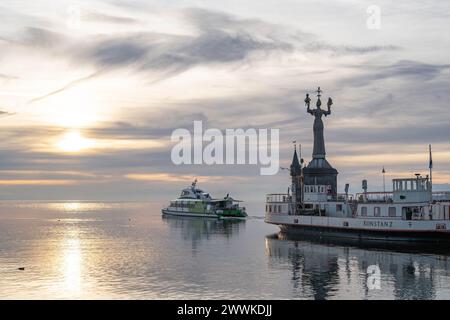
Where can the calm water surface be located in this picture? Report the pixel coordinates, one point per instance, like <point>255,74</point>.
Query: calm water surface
<point>128,251</point>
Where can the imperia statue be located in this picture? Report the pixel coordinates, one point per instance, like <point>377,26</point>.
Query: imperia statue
<point>319,143</point>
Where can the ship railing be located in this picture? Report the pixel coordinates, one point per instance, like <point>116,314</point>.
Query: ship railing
<point>441,195</point>
<point>278,197</point>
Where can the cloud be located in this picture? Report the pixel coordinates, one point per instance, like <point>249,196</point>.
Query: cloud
<point>406,69</point>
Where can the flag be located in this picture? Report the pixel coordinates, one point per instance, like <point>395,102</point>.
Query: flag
<point>431,159</point>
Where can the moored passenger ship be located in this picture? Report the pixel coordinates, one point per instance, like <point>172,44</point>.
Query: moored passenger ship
<point>410,212</point>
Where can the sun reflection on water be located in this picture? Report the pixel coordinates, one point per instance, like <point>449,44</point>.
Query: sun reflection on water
<point>72,265</point>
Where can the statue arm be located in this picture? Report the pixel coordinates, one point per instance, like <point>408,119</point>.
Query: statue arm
<point>330,102</point>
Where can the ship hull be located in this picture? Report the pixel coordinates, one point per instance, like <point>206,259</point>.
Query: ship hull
<point>189,214</point>
<point>364,229</point>
<point>369,235</point>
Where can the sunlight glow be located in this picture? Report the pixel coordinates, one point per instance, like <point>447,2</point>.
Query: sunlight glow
<point>72,265</point>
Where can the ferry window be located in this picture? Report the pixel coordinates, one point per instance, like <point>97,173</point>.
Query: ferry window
<point>376,211</point>
<point>392,211</point>
<point>364,211</point>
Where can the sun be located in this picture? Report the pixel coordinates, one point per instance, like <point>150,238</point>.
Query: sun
<point>73,141</point>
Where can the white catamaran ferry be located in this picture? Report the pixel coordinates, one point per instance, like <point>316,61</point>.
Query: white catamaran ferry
<point>194,202</point>
<point>410,212</point>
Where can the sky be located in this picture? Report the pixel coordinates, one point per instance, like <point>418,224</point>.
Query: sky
<point>91,91</point>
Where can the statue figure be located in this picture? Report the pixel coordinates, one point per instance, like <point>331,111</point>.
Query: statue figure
<point>319,143</point>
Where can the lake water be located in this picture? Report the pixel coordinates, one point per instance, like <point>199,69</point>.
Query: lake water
<point>128,251</point>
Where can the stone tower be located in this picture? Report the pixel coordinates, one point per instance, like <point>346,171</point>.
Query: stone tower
<point>296,178</point>
<point>319,171</point>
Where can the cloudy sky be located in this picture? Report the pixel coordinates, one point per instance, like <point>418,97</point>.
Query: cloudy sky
<point>90,91</point>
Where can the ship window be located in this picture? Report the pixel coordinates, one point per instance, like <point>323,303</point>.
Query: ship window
<point>392,211</point>
<point>364,211</point>
<point>377,211</point>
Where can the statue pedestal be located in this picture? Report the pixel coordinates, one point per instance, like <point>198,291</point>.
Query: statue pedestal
<point>320,172</point>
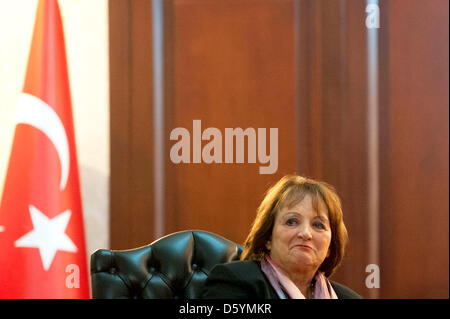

- - - - - - -

■ **WHAT YOU HAVE TO DO**
Only the pictures are to be left out; everything else in the entries above must be duplicated exactly.

■ **EXERCISE ANSWER**
Where can the calm water surface be located in this picture? Report the pixel coordinates, one point per instance, like <point>255,74</point>.
Query: calm water surface
<point>128,251</point>
Where can the imperia statue be located in this picture? Report the pixel coordinates, one point per instance, like <point>377,26</point>.
Query: imperia statue
<point>319,143</point>
Where can the ship railing be located in this picture? Report the pixel coordinates, one point per instance, like <point>116,314</point>.
Query: ship railing
<point>441,195</point>
<point>278,197</point>
Where can the cloud be located in this picture? Report the pixel coordinates, one point per instance, like <point>249,196</point>.
Query: cloud
<point>406,69</point>
Where can the flag be located in this picture? Report the pixel coordinates, one point per instance, like <point>395,102</point>.
Query: flag
<point>431,159</point>
Where can the moored passenger ship be located in this picture? Report the pixel coordinates, one point per instance, like <point>172,44</point>.
Query: moored passenger ship
<point>410,212</point>
Where can the sun reflection on water be located in this picture? Report the pixel coordinates, one point per instance, like <point>449,44</point>.
Query: sun reflection on water
<point>72,265</point>
Where can the statue arm be located in this picture? Report the pixel coordinates, one point per instance, like <point>408,119</point>.
Query: statue arm
<point>330,102</point>
Where can the ship hull be located in this picture? Report the pixel coordinates, one point per instance, like <point>206,259</point>.
Query: ship hull
<point>189,214</point>
<point>364,229</point>
<point>369,235</point>
Where can the sunlight glow be located in this picture? Report the pixel coordinates, one point per instance, like <point>447,2</point>.
Query: sunlight glow
<point>72,265</point>
Where can the ferry window be located in this picture? Report the pixel coordinates, one point per instance, like <point>97,173</point>.
Query: ferry window
<point>376,211</point>
<point>392,211</point>
<point>364,211</point>
Where can the sun be located in this picture? Report the pixel coordinates, one point per instance, like <point>150,238</point>.
Query: sun
<point>73,141</point>
Where can the white catamaran ferry be located in this picture? Report the pixel coordinates, one point per instance, like <point>316,61</point>.
Query: white catamaran ferry
<point>194,202</point>
<point>410,212</point>
Where can the sky be located in this picture? Report the pixel coordinates, one point per instance, like <point>418,224</point>.
Query: sky
<point>91,91</point>
Where can the statue figure be located in this picture? Report the pixel coordinates, one point per instance, like <point>331,111</point>.
Query: statue figure
<point>319,143</point>
Where can the lake water be located in this picture? Report the pixel coordinates, one point per instance, like <point>199,69</point>.
Query: lake water
<point>128,251</point>
Where can the stone tower be located in this picture? Report the pixel coordinates, one point per instance, like <point>346,171</point>.
Query: stone tower
<point>296,178</point>
<point>319,171</point>
Where can the cloudy sky be located in this picture? Report the pixel coordinates, one point per instance, like <point>418,97</point>.
Query: cloudy sky
<point>90,91</point>
Where can the ship window be located in this picture? Report the pixel coordinates, one point per instance, like <point>323,303</point>.
Query: ship window
<point>392,211</point>
<point>364,211</point>
<point>377,211</point>
Where can the statue pedestal be located in this picture? Report the pixel coordinates, one point per instance, like <point>198,291</point>.
Query: statue pedestal
<point>320,172</point>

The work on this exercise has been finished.